**任务说明**:
找出下面记录中所有包含字符串“lamp”的行，并将这些行完整抄出。

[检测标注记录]

▼

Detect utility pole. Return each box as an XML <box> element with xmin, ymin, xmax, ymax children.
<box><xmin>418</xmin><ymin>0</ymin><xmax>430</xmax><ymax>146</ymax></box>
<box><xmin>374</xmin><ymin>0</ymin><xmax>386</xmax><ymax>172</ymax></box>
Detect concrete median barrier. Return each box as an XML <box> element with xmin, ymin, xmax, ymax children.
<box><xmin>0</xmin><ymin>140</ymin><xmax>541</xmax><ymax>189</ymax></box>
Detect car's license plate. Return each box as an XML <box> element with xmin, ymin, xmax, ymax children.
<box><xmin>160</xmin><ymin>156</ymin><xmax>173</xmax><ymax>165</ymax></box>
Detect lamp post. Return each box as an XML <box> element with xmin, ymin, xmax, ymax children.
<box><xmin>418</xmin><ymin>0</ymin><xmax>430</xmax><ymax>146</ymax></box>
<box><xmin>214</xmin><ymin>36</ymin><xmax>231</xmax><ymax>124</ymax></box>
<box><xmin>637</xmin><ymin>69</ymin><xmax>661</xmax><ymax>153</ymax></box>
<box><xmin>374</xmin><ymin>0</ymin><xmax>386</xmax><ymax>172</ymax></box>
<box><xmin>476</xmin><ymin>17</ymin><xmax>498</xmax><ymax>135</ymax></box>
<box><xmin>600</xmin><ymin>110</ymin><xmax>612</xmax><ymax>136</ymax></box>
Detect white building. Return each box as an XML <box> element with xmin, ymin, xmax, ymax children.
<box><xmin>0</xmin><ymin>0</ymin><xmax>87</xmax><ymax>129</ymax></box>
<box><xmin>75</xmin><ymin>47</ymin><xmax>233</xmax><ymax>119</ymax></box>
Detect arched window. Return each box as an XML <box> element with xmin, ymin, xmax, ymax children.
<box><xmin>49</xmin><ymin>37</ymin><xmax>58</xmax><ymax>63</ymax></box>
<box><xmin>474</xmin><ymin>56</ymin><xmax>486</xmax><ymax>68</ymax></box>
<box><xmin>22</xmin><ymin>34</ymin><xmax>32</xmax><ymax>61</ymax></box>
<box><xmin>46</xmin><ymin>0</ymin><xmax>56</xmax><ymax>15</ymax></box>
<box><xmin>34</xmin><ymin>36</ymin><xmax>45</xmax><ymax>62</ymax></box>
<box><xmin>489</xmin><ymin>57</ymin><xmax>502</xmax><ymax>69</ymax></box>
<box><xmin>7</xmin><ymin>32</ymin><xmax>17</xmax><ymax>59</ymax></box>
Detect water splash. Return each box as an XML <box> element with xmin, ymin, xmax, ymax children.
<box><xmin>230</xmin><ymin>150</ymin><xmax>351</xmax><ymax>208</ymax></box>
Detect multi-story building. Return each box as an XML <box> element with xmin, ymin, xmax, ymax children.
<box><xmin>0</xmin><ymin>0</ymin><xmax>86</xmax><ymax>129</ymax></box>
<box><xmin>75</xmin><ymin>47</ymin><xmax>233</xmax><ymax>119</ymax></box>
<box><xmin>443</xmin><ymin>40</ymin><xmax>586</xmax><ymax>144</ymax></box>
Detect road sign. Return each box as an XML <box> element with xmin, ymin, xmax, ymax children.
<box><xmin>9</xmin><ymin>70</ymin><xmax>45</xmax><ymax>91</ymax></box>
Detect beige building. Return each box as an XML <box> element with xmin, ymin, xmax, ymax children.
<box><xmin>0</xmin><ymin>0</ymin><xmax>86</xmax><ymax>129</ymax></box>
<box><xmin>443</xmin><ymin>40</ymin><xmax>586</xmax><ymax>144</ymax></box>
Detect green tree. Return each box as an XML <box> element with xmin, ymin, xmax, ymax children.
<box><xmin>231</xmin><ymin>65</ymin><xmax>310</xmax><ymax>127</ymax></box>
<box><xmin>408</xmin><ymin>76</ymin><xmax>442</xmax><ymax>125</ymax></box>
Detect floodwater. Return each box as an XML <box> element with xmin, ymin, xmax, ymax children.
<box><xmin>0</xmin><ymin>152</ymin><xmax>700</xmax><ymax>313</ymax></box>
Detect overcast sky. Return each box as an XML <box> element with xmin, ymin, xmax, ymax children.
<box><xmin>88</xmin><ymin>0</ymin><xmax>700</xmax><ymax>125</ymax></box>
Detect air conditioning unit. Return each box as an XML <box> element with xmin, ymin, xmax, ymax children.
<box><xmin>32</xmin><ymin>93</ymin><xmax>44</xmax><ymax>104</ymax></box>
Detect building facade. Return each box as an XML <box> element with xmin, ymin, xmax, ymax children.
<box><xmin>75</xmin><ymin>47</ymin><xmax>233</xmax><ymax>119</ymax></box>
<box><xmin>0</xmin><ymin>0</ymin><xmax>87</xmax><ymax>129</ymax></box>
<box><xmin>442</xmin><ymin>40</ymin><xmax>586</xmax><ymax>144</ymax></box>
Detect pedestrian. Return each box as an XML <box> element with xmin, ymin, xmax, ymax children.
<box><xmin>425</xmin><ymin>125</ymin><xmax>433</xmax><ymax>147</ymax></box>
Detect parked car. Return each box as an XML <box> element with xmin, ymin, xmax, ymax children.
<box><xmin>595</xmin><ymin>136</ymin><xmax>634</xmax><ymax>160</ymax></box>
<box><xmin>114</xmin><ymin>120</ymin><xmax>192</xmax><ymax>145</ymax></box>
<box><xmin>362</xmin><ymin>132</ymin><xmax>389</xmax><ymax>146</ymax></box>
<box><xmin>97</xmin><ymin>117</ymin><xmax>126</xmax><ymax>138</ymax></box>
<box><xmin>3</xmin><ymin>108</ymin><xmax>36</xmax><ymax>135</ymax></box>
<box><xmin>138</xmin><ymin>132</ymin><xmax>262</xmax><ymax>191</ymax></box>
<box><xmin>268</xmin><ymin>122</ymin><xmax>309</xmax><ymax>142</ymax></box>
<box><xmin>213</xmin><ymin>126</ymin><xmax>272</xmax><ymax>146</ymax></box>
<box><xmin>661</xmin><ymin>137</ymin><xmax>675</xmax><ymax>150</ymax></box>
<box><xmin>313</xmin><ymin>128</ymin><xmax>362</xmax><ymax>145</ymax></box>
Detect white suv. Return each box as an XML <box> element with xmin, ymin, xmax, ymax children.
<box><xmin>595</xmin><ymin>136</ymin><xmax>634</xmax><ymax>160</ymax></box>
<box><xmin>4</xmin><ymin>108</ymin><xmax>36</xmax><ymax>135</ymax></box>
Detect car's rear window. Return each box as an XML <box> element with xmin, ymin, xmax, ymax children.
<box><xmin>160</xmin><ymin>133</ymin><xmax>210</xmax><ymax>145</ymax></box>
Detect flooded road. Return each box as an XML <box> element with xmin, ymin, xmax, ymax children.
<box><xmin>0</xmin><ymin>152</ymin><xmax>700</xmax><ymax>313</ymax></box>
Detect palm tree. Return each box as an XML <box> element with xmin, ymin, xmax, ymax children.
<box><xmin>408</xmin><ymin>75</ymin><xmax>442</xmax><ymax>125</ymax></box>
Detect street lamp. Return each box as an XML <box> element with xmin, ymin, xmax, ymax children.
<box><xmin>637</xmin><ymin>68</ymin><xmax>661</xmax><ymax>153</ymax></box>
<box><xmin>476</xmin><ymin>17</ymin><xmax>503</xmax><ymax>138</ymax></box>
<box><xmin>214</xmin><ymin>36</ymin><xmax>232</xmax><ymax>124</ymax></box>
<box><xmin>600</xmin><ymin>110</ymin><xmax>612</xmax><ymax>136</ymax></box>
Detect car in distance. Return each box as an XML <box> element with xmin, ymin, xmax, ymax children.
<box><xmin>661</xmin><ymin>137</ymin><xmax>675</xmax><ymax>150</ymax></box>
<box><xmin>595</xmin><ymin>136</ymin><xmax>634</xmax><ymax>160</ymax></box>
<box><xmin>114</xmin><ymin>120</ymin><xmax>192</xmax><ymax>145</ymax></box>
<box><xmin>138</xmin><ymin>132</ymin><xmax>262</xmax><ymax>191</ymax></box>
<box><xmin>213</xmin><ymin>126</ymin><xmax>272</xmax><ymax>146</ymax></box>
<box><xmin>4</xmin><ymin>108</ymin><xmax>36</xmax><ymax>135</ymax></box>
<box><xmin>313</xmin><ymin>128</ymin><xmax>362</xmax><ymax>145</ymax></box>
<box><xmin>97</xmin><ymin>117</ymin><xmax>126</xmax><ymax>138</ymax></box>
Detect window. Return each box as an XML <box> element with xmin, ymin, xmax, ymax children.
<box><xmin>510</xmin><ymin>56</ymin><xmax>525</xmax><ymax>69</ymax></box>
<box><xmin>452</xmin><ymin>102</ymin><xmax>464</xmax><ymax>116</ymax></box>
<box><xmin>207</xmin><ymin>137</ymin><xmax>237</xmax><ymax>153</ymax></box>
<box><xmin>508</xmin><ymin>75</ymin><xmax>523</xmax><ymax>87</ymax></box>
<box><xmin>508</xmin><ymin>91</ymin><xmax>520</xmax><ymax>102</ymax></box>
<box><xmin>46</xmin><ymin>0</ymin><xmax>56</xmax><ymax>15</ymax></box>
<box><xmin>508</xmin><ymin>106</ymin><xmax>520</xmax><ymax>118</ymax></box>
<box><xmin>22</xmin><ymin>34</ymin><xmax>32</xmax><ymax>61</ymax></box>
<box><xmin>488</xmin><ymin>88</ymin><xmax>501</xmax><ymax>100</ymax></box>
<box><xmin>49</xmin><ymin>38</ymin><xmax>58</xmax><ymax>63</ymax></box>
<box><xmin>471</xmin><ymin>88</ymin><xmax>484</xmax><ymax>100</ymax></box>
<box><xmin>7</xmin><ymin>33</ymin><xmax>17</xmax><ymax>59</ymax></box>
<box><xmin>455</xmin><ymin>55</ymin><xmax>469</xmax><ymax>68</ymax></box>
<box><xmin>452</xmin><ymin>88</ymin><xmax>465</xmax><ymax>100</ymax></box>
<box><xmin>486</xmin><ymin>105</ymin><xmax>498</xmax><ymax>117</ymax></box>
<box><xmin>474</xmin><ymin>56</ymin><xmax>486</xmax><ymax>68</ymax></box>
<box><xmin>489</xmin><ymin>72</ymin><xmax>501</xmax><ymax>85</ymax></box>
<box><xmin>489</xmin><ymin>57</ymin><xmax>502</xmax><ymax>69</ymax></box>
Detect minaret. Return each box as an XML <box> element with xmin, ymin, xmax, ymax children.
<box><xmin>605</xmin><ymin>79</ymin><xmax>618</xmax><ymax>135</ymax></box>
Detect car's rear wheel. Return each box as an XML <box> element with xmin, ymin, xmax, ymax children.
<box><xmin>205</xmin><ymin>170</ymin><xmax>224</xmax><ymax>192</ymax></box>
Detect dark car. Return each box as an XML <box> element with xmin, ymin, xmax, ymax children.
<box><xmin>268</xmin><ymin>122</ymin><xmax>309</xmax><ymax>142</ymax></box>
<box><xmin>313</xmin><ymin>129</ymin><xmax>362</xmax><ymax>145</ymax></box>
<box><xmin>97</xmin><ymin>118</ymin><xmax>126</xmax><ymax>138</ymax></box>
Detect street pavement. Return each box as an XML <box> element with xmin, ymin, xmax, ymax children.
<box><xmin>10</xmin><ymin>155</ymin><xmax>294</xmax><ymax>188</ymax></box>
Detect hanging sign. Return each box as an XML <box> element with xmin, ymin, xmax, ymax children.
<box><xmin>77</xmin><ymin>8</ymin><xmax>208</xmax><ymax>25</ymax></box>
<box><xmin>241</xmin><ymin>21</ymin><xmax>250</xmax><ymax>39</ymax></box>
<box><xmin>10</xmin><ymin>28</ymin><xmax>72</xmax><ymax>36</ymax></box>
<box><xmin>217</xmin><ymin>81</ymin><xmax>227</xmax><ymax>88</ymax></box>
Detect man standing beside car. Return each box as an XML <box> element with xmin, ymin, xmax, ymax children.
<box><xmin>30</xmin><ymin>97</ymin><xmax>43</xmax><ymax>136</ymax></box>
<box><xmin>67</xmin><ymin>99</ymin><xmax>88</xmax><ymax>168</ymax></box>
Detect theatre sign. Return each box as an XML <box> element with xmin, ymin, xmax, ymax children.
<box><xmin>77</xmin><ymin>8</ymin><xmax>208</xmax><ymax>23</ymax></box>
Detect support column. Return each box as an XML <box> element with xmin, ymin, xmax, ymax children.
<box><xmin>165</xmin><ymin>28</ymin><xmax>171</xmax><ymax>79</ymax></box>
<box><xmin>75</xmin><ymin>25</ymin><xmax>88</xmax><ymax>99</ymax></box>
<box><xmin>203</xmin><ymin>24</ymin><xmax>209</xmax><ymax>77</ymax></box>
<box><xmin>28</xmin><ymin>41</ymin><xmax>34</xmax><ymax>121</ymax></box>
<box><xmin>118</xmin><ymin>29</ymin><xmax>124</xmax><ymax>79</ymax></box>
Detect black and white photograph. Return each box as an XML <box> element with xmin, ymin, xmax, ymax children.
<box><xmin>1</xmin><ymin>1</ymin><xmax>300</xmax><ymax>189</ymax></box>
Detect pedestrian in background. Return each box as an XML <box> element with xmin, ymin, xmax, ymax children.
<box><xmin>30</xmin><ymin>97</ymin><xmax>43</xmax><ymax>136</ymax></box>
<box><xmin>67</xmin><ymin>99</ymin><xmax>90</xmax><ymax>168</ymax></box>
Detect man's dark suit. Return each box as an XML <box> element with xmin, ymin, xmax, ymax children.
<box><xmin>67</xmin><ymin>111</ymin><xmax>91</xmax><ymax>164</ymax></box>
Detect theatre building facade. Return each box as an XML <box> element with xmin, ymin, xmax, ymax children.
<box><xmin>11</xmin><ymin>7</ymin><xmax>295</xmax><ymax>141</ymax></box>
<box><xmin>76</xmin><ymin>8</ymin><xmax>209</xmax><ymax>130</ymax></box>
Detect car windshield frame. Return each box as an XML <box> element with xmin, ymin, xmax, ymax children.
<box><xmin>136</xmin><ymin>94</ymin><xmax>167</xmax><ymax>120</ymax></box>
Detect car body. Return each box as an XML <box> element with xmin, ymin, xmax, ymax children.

▲

**参考答案**:
Detect lamp post. Return each box as an XML <box> element with xmin, ymin, xmax, ymax children.
Detect street lamp. Return each box as an XML <box> element with xmin, ymin, xmax, ymax children.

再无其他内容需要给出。